» **PROVIDED RECORDS**:

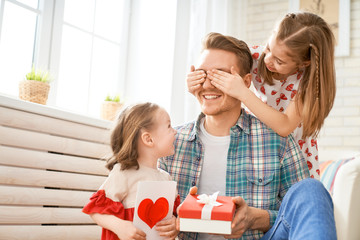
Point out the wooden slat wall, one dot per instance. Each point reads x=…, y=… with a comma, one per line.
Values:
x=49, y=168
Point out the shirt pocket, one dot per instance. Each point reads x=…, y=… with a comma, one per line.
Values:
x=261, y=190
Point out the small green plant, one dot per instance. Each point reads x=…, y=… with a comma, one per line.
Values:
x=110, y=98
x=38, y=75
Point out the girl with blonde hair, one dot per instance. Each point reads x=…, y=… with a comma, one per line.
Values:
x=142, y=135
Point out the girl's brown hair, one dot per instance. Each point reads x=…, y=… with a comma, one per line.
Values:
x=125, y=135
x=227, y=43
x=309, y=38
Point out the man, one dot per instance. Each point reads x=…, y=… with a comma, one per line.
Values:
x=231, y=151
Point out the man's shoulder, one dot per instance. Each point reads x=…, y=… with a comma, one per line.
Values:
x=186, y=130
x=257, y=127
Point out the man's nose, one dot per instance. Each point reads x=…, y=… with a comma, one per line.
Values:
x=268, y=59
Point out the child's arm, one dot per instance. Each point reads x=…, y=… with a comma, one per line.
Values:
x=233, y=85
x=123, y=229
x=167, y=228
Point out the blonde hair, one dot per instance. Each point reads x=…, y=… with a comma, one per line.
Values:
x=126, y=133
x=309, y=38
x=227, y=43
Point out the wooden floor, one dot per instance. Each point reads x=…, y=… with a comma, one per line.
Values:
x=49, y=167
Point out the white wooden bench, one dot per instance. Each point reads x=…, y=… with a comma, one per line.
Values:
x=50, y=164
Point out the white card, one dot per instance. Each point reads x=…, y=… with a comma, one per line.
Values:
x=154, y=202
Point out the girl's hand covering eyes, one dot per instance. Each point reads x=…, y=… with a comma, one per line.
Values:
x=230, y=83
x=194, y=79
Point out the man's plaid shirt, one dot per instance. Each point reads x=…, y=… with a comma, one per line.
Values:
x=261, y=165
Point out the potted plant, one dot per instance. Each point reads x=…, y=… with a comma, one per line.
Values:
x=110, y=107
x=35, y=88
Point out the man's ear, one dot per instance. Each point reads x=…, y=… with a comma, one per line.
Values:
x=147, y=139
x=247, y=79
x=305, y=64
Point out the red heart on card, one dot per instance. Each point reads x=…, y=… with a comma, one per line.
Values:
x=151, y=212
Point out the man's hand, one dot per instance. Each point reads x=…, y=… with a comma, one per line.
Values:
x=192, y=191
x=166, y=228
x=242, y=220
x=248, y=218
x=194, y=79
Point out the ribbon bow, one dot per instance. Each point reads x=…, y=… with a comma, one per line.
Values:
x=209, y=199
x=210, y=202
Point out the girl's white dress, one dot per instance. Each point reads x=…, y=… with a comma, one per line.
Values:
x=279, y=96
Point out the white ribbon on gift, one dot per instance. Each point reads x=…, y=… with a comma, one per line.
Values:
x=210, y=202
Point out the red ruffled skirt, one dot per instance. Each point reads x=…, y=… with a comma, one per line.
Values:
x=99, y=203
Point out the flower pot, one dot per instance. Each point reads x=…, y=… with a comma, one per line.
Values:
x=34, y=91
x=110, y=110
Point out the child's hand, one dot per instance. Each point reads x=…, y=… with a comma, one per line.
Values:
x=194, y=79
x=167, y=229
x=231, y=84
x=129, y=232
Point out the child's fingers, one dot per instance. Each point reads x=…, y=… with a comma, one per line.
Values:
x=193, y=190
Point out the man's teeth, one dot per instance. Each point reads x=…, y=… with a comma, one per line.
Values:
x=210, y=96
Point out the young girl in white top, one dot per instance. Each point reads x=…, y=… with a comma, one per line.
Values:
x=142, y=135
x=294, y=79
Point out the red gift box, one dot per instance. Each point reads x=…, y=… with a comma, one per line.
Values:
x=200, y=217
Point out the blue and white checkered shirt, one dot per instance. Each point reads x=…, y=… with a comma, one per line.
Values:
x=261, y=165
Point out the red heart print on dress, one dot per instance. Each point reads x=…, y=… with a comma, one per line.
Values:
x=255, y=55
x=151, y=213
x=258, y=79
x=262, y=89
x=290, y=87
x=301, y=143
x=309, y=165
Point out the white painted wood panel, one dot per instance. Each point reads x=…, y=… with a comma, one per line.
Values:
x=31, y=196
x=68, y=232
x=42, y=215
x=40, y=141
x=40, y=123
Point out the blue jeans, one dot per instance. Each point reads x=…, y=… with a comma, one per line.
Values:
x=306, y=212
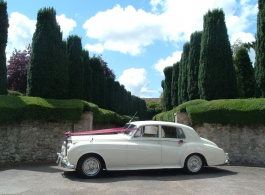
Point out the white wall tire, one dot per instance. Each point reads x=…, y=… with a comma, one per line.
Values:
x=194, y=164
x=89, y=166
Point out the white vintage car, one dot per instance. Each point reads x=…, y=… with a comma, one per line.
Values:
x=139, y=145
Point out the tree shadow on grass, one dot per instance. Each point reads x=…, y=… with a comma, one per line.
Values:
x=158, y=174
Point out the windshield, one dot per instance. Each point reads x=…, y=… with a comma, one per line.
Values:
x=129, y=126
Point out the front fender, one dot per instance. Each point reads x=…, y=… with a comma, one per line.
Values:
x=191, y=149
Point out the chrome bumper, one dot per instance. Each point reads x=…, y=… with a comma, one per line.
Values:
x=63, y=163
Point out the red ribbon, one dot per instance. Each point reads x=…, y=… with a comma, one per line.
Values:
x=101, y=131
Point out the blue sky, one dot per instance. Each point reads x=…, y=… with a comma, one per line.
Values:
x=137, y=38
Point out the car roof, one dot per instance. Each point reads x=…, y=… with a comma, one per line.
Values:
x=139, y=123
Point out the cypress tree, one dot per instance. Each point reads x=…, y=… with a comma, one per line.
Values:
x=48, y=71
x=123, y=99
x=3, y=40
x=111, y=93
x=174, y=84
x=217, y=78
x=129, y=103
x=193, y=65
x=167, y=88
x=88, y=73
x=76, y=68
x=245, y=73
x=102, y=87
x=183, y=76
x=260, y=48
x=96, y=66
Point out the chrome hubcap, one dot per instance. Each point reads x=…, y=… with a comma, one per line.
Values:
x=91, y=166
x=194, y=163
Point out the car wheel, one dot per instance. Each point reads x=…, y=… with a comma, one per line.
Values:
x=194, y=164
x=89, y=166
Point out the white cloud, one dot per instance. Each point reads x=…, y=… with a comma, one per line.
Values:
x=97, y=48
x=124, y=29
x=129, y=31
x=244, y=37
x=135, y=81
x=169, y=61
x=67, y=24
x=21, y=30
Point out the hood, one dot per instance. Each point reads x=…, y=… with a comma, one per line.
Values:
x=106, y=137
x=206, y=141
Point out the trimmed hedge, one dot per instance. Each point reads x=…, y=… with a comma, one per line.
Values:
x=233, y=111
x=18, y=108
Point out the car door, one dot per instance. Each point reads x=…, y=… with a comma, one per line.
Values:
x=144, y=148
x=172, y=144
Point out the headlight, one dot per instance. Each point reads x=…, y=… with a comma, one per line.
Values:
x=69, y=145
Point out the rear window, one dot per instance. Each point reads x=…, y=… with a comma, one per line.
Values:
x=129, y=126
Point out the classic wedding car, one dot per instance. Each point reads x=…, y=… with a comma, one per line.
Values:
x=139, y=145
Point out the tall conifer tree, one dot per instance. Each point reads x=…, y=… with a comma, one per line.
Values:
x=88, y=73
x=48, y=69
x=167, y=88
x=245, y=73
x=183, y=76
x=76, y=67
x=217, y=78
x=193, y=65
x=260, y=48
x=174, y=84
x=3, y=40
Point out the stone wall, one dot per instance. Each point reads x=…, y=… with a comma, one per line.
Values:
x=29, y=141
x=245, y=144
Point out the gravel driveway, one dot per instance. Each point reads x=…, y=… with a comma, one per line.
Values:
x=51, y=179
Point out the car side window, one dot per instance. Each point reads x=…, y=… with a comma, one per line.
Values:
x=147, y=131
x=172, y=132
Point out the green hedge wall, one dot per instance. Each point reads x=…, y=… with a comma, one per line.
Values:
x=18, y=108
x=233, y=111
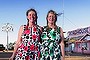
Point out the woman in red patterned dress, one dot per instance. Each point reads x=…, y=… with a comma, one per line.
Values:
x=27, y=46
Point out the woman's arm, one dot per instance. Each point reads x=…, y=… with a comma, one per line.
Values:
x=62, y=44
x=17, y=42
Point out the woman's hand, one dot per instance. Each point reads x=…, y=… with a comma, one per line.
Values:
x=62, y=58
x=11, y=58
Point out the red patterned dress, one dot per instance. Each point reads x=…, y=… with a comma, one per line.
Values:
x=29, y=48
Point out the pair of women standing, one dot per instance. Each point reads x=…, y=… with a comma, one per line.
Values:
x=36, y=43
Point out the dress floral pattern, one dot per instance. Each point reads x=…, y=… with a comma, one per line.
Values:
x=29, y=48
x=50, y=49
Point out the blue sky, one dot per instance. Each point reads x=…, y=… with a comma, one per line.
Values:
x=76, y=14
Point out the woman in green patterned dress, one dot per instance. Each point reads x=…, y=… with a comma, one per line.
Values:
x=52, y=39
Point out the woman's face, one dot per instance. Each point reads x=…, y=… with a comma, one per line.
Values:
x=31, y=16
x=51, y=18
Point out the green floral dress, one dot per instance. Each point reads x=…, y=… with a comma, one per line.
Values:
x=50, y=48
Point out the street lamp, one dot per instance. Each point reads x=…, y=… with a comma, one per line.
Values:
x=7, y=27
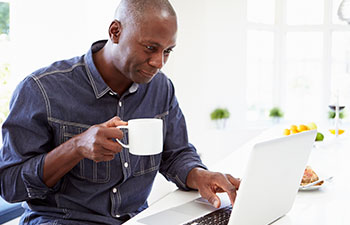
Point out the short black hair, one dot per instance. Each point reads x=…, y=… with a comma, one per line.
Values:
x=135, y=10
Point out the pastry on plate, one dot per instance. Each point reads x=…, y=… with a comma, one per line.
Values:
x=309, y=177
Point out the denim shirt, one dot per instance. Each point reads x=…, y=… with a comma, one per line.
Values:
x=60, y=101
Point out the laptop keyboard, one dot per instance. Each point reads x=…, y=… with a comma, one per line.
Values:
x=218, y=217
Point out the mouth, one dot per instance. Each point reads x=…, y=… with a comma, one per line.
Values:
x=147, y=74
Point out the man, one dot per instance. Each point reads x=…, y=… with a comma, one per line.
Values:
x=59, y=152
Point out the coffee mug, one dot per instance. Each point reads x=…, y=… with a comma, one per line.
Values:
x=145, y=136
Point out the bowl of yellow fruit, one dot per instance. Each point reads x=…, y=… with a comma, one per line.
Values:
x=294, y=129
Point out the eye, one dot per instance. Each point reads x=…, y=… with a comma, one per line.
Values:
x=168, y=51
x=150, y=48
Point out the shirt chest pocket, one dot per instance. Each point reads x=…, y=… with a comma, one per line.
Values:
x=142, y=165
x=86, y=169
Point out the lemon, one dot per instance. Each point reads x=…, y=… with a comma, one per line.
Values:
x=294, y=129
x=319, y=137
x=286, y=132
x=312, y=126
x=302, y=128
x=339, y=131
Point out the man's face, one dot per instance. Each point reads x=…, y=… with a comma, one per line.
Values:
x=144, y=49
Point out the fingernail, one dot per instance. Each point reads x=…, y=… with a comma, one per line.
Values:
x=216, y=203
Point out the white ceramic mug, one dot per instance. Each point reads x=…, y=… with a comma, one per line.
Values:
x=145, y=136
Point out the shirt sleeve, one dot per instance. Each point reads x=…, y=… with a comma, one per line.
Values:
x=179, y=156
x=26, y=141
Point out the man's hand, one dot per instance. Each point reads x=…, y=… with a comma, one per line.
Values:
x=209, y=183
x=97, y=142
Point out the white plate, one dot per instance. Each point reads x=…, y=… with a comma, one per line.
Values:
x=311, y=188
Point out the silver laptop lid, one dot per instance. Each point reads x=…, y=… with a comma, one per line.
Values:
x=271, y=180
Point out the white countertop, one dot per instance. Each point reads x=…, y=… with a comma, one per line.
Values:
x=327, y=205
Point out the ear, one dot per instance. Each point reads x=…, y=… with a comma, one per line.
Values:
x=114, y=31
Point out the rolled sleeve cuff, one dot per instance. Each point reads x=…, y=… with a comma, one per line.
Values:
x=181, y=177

---

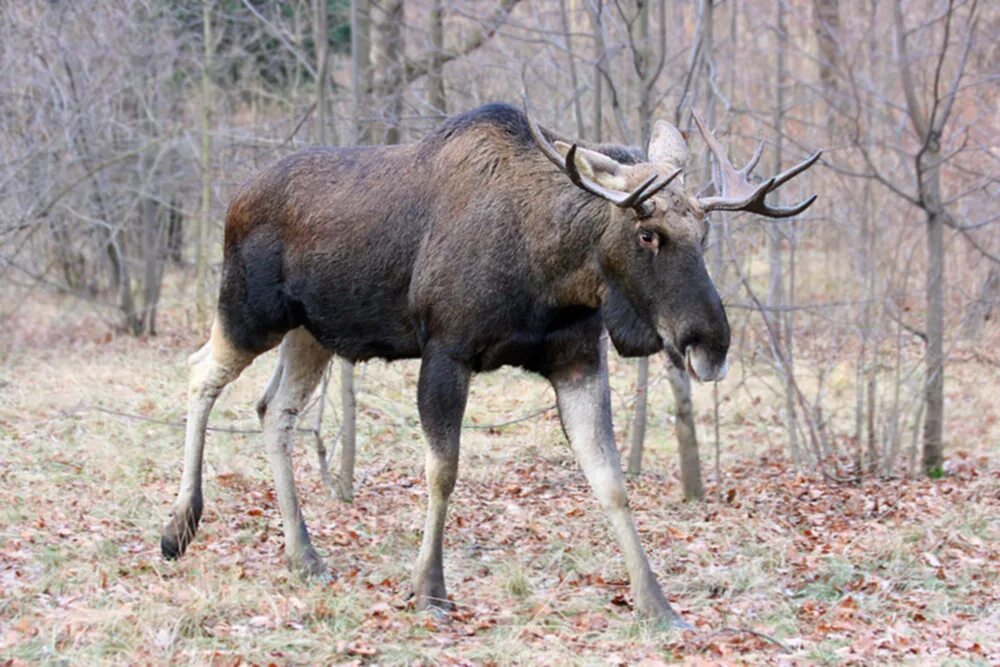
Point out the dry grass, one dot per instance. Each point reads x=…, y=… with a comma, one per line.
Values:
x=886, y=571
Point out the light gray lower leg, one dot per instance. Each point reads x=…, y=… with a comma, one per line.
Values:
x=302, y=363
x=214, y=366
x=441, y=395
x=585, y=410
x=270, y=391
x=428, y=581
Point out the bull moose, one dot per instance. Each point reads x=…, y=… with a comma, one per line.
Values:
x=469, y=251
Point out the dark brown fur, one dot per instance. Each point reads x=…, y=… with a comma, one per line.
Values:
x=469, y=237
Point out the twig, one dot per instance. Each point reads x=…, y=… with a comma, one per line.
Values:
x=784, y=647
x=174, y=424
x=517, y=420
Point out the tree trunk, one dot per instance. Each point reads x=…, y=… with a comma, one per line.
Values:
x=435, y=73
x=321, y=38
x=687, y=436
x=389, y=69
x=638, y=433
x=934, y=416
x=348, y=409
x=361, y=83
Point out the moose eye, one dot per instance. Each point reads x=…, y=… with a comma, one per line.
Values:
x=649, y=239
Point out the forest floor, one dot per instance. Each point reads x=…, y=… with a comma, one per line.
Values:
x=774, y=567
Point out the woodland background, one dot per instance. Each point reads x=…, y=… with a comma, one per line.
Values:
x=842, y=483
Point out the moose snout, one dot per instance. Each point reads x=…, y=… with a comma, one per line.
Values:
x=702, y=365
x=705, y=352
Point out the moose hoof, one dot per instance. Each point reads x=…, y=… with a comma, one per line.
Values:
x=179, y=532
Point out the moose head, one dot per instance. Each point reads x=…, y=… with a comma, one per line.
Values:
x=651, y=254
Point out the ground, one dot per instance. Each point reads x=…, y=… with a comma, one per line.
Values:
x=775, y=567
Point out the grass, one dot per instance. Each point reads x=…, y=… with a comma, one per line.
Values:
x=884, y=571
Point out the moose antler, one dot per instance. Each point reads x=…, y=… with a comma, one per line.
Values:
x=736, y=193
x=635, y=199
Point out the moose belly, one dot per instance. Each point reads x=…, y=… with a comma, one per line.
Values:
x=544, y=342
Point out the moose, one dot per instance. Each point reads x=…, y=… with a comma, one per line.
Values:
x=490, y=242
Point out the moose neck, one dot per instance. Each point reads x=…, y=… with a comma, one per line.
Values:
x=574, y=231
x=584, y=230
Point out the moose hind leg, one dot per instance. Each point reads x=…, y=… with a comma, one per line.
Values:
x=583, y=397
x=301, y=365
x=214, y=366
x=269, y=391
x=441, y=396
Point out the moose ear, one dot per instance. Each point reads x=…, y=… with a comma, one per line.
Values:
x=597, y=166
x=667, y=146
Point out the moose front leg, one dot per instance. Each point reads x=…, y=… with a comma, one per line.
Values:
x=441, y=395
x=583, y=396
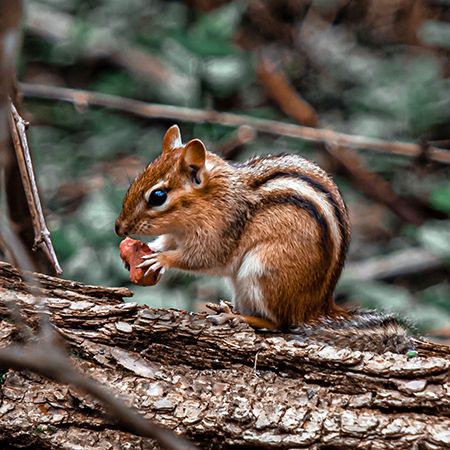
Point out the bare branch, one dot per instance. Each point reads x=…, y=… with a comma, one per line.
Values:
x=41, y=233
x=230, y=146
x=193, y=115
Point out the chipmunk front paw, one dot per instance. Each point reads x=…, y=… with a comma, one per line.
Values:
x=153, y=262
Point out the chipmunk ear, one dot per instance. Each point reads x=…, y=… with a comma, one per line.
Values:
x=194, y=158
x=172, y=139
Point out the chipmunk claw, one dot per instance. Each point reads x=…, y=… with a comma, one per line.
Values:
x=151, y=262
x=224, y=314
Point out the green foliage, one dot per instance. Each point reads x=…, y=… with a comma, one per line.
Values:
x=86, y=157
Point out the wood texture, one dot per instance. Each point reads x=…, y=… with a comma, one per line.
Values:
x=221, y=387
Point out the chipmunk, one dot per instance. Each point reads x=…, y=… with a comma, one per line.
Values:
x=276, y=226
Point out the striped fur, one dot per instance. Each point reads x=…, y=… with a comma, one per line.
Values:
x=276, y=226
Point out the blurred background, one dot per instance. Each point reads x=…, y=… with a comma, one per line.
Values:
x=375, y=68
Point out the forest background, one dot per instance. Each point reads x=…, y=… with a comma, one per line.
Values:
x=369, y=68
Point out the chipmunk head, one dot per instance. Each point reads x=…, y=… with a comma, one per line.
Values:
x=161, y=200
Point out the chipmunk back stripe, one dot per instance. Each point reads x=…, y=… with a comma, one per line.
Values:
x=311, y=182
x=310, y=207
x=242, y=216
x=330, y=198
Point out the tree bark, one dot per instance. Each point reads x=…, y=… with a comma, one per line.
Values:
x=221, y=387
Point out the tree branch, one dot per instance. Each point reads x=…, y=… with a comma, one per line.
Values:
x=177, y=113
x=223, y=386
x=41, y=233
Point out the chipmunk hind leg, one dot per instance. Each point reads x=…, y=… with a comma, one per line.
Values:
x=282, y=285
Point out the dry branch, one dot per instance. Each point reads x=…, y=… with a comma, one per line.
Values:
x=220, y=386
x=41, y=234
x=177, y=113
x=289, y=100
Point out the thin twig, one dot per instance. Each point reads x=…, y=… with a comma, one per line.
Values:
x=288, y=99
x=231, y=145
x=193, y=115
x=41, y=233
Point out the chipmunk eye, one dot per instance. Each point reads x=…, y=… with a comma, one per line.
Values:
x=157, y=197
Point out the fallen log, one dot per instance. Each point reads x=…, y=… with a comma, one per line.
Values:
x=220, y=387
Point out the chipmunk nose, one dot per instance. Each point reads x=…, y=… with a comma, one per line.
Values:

--

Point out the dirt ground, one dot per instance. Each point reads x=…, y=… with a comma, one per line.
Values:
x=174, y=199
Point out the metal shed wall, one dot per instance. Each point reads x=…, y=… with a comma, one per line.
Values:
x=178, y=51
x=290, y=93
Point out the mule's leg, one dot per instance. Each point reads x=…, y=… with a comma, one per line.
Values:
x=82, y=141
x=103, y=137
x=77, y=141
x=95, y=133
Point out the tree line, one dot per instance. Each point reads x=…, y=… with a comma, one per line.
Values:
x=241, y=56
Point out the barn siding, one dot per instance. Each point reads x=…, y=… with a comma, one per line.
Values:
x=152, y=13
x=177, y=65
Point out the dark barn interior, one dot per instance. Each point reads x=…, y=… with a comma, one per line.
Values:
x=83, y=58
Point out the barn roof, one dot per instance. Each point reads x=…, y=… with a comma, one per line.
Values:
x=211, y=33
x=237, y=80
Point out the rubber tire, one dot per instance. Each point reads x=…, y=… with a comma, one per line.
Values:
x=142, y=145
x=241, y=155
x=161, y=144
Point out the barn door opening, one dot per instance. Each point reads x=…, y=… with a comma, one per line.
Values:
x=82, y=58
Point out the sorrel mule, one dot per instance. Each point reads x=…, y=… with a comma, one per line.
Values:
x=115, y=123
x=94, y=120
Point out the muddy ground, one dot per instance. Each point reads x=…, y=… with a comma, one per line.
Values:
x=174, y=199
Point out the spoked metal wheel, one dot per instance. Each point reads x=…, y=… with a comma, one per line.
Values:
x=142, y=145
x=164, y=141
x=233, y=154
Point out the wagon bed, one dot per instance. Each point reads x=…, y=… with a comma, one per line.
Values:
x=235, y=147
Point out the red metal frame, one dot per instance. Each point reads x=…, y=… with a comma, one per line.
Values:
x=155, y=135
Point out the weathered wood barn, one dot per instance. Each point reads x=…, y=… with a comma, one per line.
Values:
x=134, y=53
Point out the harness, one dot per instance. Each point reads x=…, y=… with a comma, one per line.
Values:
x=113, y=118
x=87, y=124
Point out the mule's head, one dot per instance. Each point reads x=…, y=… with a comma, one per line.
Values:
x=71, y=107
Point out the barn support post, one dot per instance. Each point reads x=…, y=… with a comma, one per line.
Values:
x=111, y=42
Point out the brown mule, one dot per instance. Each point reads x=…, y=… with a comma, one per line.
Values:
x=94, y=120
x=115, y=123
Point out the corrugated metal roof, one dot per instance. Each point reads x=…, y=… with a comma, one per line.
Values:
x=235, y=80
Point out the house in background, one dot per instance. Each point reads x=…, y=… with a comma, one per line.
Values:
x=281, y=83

» **ACTIVITY**: The answer must consist of every line in the records above that contains the word "roof".

» **RESULT OF THE TASK**:
Point out the car roof, one dot per instance. Each point reads x=…, y=… with a comma, one per line.
Point out the barn roof, one dot per instance. Each point reads x=…, y=… with a comma, one per line.
Point out the corrugated metal roof, one dot per instance. Each point reads x=…, y=… with a comma, one per line.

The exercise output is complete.